**Exercício 1**:
Reescreva em forma de lista o parágrafo do texto sobre o Iraque que começa com "Enquanto isso, a minoria árabe sunita", mantendo seus fatos principais.
**Exercício 2**:
Liste todas as cidades mencionadas pelo nome no texto sobre o Iraque.
**Exercício 3**:
Retome o texto sobre o Iraque e dê continuidade a ele a partir da última frase.

**Trecho do texto**:
-*-

Esquecendo o Iraque enquanto ele explode

ROBERT DREYFUSS

O coração da capital iraquiana está em choque. No Ministério das Relações Exteriores, um funcionário declarou ao "New York Times" que "o ministério todo está destruído". Trata-se provavelmente dos mais significativos atentados a bomba em Bagdá desde os ataques à Embaixada da Jordânia e ao edifício da ONU, em 2003. É impossível superestimar a importância desses ataques.
Enquanto o presidente Barack Obama e o Pentágono se concentram no Afeganistão, a guerra no Iraque mostra sinais de intensificação -e rápida. Não é um desfecho inesperado. Árabes e curdos do país estão quase em guerra ao longo da extensa linha que separa a região curda do resto do Iraque, sobretudo na Província de Nínive, cuja capital é Mossul, e na de Tamim, cuja capital, Kirkuk, é cobiçada pelos curdos expansionistas.
Enquanto isso, a minoria árabe sunita se sente cada vez mais distanciada do regime do premiê Nuri al Maliki, que vem se recusando firmemente a transigir diante das exigências oposicionistas quanto a seu regime cada vez mais autoritário. Por mais de um ano, eu e outros temos alertado que o movimento iraquiano de resistência, com seu núcleo nacionalista e elementos mais perversos e próximos à Al Qaeda, poderia voltar a eclodir. Talvez o processo já tenha começado.
Existe outro fator, além disso. Depois da eleição de 12 de junho, EUA e Irã voltaram a se aproximar perigosamente de um conflito, e não é impossível que o regime de Khamenei e Ahmadinejad, em Teerã, esteja pensando em intensificar a violência no Iraque como parte da resistência às ameaças americanas de novas sanções, bem como outras formas de pressão.

-*-

**Rótulos de pontos de objetos**:
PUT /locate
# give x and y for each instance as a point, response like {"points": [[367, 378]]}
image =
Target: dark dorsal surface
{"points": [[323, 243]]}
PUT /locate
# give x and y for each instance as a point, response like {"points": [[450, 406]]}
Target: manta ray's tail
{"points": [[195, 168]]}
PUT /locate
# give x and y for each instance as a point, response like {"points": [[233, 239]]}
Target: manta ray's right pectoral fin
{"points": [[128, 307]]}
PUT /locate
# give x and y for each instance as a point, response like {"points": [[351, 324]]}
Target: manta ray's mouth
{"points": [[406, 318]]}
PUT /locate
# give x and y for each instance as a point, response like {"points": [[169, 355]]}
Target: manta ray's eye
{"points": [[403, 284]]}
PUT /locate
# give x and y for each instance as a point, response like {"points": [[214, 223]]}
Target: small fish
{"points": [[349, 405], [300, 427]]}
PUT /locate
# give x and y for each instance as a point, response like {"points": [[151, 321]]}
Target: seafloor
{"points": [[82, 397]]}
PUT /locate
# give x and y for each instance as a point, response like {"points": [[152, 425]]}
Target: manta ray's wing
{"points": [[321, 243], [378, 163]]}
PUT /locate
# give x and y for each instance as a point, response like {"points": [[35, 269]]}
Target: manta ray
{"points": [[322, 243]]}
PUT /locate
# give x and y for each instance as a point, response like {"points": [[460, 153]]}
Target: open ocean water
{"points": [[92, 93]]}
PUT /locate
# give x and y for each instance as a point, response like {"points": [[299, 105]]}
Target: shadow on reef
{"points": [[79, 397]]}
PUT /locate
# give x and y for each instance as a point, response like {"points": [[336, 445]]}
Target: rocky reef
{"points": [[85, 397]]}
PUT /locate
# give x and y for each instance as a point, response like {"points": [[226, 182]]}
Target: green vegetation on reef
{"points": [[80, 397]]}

-*-

**Resposta do exercício 1**:
- A minoria árabe sunita se sente cada vez mais distante do regime do premiê Nuri al Maliki.
- Maliki se recusa firmemente a ceder às exigências da oposição sobre seu regime cada vez mais autoritário.
- Há mais de um ano, o autor e outros alertam que a resistência iraquiana, com núcleo nacionalista e elementos próximos à Al Qaeda, poderia voltar a eclodir.
- Talvez esse processo já tenha começado.

**Resposta do exercício 2**:
- Bagdá
- Mossul
- Kirkuk
- Teerã

**Resposta do exercício 3**:
A despeito das bravatas de Maliki, é improvável que as Forças Armadas ou o serviço de informações iraquianos, bem como a unidade secreta de combate ao terrorismo que se reporta diretamente ao premiê, sejam capazes de enfrentar a espécie de violência que deve inflamar o Iraque quando as tropas americanas se forem.
Não existe nada no Iraque que não esteja sob dúvida. É possível que as eleições marcadas para janeiro nem mesmo aconteçam, caso a violência se intensifique. Enquanto isso, Maliki sugeriu um plano para realizar um referendo sobre o tratado de segurança entre Iraque e EUA, em janeiro, submetendo o acordo à população do país para aprovação. Caso o tratado seja rejeitado, os EUA se veriam forçados a retirar todas as suas forças em 2010, e não em 2011, como planejado.
O jornal "Wall Street Journal" reporta que autoridades dos EUA e da Síria chegaram a um acordo para restringir as atividades da resistência iraquiana e dos militantes do Partido Baath em território sírio, na semana passada. As avaliações trilaterais de fronteira propostas sob o acordo podem reforçar a segurança iraquiana e firmar uma das linhas de falha mais instáveis da região.
A Síria alegou ter detido mais de 1.700 militantes, impedido potenciais combatentes de passar pelo país a caminho do Iraque e imposto um regime mais rigoroso de patrulha de fronteira. A Síria também parece ter tomado medidas de repressão contra antigos membros do regime de Saddam Hussein refugiados em Damasco após a invasão americana. "Os baathistas vêm sofrendo forte pressão nos últimos meses", diz importante diplomata ocidental. "Alguns deles foram expulsos do país, outros foram instruídos a fechar a matraca."
A rede britânica de TV BBC também questionou a estabilidade iraquiana e indagou se os responsáveis pelos mais recentes episódios de violência são simplesmente terroristas ou agentes políticos que querem enviar mensagem a Maliki. Obama fingiu por tempo demais que o Iraque não existe. Como venho afirmando repetidamente, durante a campanha ele prometeu pedir ajuda às Nações Unidas e às demais potências para um grande esforço internacional de reorganização da equação política iraquiana.
Até agora, nada fez quanto a isso, e permitiu que a situação iraquiana se inflamasse sob a ocupação militar e a tutela política dos EUA, com pouco ou nenhum envolvimento de parte do resto do mundo, especialmente Europa, Rússia e as nações vizinhas do Iraque. Dentro da Casa Branca e do Departamento de Estado, é difícil identificar alguém que responda pelos assuntos iraquianos. O assunto parece ter desaparecido de vista.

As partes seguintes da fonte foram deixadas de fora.